• PAGE:
⁂

Need to Know: The Redskins week that was—All-Redskins mock, fast-fading interest in Dez

Here is what you need to know on this Saturday, April 21, five days before the 2018 NFL draft.  

The Redskins week that was

A look at some of the most popular posts and hottest topics of the week on Real Redskins and NBC Sports Washington

Should the Redskins pursue Dez Bryant? This topic was one like a meteor, very hot for a short period of time before it quickly faded out. It started to heat up as soon as the Cowboys cut Dez (about a month too late) and when it was reported that he wanted to play against Dallas twice a year it really picked up steam. But then people started to actually think and figured out that signing Bryant didn’t make much sense for the Redskins. Add to that the reports that the Redskins had no interest and would not look into signing Dez in the future and the Redskins fans quickly lost enthusiasm for the topic.

Seven-round Redskins mock draft—I think that most Redskins fans would be happy with this mock. Well, I’ll say some Redskins fans, most is a pretty strong word in this case.

⁂

• RAW RECORDS:

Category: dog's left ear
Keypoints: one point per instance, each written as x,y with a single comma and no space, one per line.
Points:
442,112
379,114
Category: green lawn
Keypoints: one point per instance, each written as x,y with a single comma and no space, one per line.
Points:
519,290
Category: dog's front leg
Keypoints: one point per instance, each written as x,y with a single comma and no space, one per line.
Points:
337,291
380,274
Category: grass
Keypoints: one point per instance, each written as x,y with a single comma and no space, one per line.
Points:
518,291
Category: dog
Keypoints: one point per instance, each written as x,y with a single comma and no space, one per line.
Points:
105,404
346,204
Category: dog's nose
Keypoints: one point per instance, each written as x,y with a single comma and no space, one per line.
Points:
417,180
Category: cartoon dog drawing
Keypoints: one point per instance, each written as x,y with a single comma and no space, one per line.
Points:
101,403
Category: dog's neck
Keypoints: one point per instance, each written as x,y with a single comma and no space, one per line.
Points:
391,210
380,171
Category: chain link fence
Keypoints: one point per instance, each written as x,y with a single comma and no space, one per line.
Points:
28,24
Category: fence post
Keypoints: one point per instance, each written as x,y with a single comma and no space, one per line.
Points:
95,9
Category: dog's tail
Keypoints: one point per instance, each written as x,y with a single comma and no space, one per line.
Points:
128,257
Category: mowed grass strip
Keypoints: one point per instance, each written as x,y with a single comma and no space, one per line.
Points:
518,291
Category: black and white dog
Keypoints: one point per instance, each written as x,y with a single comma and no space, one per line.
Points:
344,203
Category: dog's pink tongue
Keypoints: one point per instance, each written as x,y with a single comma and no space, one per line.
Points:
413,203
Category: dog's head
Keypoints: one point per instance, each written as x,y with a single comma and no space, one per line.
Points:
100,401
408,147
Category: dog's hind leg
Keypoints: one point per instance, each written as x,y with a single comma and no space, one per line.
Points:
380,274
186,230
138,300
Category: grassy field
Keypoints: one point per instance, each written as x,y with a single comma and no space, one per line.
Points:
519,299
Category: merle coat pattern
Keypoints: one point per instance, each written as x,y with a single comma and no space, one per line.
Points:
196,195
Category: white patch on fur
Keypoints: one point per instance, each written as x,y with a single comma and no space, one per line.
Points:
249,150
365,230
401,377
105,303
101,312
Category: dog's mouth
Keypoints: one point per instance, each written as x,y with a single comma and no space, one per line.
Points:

⁂

• WHAT IS ASKED:
1 > Answer these questions using the Redskins week-in-review text:
(a) On what day and date was the text written, and how many days remained before the 2018 NFL draft?
(b) Which team cut Dez Bryant?
(c) According to the text, what reports led Redskins fans to lose enthusiasm for the idea of signing Bryant?
2 > Continue the Redskins week-in-review text from its last sentence.

• THE RESPONSES:
1 >
(a) Saturday, April 21, five days before the 2018 NFL draft.
(b) The Cowboys.
(c) Reports that the Redskins had no interest in signing Dez and would not look into signing him in the future.

2 >
Is the draft pool deep enough for the Redskins to trade back? There is plenty of talk about the Redskins trading down in the first round to recoup the third-round pick they gave up in the Alex Smith trade. But they need to be careful. Many consider the draft to be top heavy and they may lose their chance to pick up an impact player if they trade back too far. The question then becomes one of quality vs. quantity. 

Three questions as offseason workouts get underway—There will be plenty more questions that we can ask about this team. But we don’t really know what to ask before the draft, particularly when it comes to the defensive line and running back. One the personnel settle into place we will know what we don’t know. 

Tweet of the week

On Chris Cooley’s thought that the Redskins might try to trade back and get Da’Ron Payne in the draft and the use the assets obtained to move up to get Derrius Guice. 

This is related to the questions about trading back. On paper it looks like a good idea, assuming the Redskins want Payne. We’re pretty sure they would like to have Guice but we haven’t heard as much about the Alabama defensive lineman. 

I had many reply that Guice won’t be there in the second round. It’s possible, perhaps even likely, but you just don’t know. There was zero chance that Jonathan Allen would be there at No. 17 last year, right? 

Stay up to date on the Redskins. Rich Tandler covers the team 365 days a year. Like his Facebook page, Facebook.com/TandlerNBCS and follow him on Twitter  @TandlerNBCS.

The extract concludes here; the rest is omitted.